What is expected:
Your response should be the complete listing, returned exactly as written.
┌────────
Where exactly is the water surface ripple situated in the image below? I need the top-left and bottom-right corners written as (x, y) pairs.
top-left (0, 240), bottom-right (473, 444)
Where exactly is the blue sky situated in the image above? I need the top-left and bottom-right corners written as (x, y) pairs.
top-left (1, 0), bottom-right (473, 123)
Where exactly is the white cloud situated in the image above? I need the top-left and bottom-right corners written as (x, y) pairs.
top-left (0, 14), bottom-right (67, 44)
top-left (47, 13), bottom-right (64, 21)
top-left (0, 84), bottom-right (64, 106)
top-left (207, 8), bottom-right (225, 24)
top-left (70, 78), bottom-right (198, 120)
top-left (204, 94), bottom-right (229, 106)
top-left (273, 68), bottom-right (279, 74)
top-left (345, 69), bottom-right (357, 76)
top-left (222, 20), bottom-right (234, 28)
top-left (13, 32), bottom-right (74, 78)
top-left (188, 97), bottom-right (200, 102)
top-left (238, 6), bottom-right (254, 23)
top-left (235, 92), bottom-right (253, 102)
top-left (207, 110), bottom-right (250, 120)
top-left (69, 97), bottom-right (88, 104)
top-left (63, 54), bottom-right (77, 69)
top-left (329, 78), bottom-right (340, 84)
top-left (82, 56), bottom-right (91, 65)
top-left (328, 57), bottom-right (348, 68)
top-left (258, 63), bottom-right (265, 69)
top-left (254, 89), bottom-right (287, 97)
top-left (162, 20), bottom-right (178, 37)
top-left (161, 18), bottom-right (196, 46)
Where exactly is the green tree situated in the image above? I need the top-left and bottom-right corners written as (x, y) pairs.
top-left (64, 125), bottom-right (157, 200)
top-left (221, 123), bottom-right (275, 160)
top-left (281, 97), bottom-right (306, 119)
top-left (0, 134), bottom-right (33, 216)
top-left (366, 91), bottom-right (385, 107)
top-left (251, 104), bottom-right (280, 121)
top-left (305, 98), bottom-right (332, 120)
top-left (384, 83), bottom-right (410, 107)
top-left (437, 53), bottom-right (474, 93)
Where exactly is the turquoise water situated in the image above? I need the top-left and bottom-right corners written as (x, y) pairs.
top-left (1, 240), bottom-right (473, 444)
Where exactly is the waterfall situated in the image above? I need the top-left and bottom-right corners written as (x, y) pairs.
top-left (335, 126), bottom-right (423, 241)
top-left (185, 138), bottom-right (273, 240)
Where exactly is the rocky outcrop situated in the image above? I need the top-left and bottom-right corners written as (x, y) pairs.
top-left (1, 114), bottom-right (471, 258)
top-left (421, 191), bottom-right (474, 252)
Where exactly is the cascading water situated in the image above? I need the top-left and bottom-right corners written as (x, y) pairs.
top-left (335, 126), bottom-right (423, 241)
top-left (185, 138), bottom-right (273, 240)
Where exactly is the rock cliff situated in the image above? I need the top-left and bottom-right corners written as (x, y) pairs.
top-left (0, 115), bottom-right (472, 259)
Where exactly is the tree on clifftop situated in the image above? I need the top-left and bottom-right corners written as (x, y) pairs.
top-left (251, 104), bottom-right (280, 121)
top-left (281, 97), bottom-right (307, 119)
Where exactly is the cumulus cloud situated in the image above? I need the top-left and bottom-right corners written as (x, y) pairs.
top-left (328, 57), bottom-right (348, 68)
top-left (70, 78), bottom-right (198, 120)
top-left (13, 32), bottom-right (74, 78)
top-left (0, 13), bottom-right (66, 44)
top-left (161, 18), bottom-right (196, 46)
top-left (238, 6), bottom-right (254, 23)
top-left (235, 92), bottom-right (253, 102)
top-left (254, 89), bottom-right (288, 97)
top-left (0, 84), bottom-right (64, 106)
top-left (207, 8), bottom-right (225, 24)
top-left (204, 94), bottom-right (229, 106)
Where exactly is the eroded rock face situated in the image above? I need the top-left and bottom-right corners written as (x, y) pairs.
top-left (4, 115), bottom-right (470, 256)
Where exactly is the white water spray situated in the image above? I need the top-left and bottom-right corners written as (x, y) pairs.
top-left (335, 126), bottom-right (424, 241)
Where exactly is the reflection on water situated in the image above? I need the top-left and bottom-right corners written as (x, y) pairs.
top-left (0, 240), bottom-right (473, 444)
└────────
Solution to this exercise:
Where exactly is the water surface ripple situated in the image below? I need the top-left and bottom-right corners written as (x, y) pairs.
top-left (0, 240), bottom-right (473, 444)
Where exactly is the blue sky situated in the image above? I need the top-left and bottom-right corners written as (x, y) pairs.
top-left (1, 0), bottom-right (473, 123)
Where exactly is the white cloud situated in the image above? I need the top-left and bottom-right corners written as (x, y) pairs.
top-left (0, 14), bottom-right (67, 44)
top-left (47, 13), bottom-right (64, 21)
top-left (0, 84), bottom-right (64, 106)
top-left (207, 8), bottom-right (225, 24)
top-left (70, 78), bottom-right (198, 120)
top-left (204, 94), bottom-right (229, 106)
top-left (273, 68), bottom-right (279, 74)
top-left (345, 69), bottom-right (357, 76)
top-left (222, 20), bottom-right (234, 28)
top-left (13, 32), bottom-right (74, 78)
top-left (188, 97), bottom-right (200, 102)
top-left (238, 6), bottom-right (254, 23)
top-left (235, 92), bottom-right (253, 102)
top-left (207, 110), bottom-right (250, 120)
top-left (69, 97), bottom-right (88, 104)
top-left (63, 54), bottom-right (77, 69)
top-left (329, 78), bottom-right (340, 84)
top-left (82, 56), bottom-right (91, 65)
top-left (328, 57), bottom-right (348, 68)
top-left (258, 63), bottom-right (265, 69)
top-left (254, 89), bottom-right (287, 97)
top-left (162, 20), bottom-right (178, 37)
top-left (161, 18), bottom-right (196, 46)
Where exactly is the green tree situated in the image above? I need the top-left and bottom-right corners written as (x, y) pairs.
top-left (64, 125), bottom-right (157, 200)
top-left (221, 123), bottom-right (275, 160)
top-left (281, 97), bottom-right (306, 119)
top-left (0, 134), bottom-right (33, 216)
top-left (366, 91), bottom-right (385, 107)
top-left (251, 104), bottom-right (280, 121)
top-left (305, 98), bottom-right (332, 120)
top-left (384, 83), bottom-right (410, 107)
top-left (437, 53), bottom-right (474, 93)
Where exactly is the turquoise water situated in the image above? I need the top-left and bottom-right corners written as (x, y) pairs.
top-left (1, 240), bottom-right (473, 444)
Where exactly is the waterfall situated in the image above? I need the top-left and bottom-right corners written as (x, y) pairs.
top-left (335, 126), bottom-right (423, 241)
top-left (185, 138), bottom-right (273, 240)
Where exactly is the rocky outcrop situated in the image above? I need the top-left and bottom-right corners written as (x, y) pairs.
top-left (1, 114), bottom-right (471, 258)
top-left (421, 191), bottom-right (474, 252)
Where exactly is the cascading water situated in the image above? I need the top-left and bottom-right corners written as (x, y) pairs.
top-left (335, 126), bottom-right (423, 241)
top-left (185, 138), bottom-right (273, 240)
Where exactly is the rock cliff situated in the image above? I need the top-left and bottom-right corners written as (x, y) pairs.
top-left (0, 115), bottom-right (472, 259)
Where exactly is the tree on clifftop situated in the image above? I need the top-left and bottom-right corners written as (x, y) pairs.
top-left (251, 104), bottom-right (280, 121)
top-left (281, 97), bottom-right (307, 119)
Where exactly is the cumulus cloud situated in the image above? I need the top-left and bottom-right corners written as (x, y) pairs.
top-left (328, 57), bottom-right (348, 68)
top-left (70, 78), bottom-right (198, 120)
top-left (13, 32), bottom-right (74, 78)
top-left (0, 13), bottom-right (66, 44)
top-left (161, 18), bottom-right (196, 46)
top-left (238, 6), bottom-right (254, 23)
top-left (235, 92), bottom-right (253, 102)
top-left (254, 89), bottom-right (288, 97)
top-left (0, 84), bottom-right (64, 106)
top-left (207, 8), bottom-right (225, 24)
top-left (204, 94), bottom-right (229, 106)
Where exactly is the eroded rock face situated in the image above? I need the top-left and bottom-right corners written as (x, y) pairs.
top-left (4, 115), bottom-right (470, 256)
Where exactly is the white water spray situated in the image above? I need the top-left and bottom-right corners written as (x, y) pairs.
top-left (335, 126), bottom-right (424, 241)
Where exactly is the reflection on water situated in the image above? I need the top-left and bottom-right corners written as (x, y) pairs.
top-left (0, 240), bottom-right (473, 444)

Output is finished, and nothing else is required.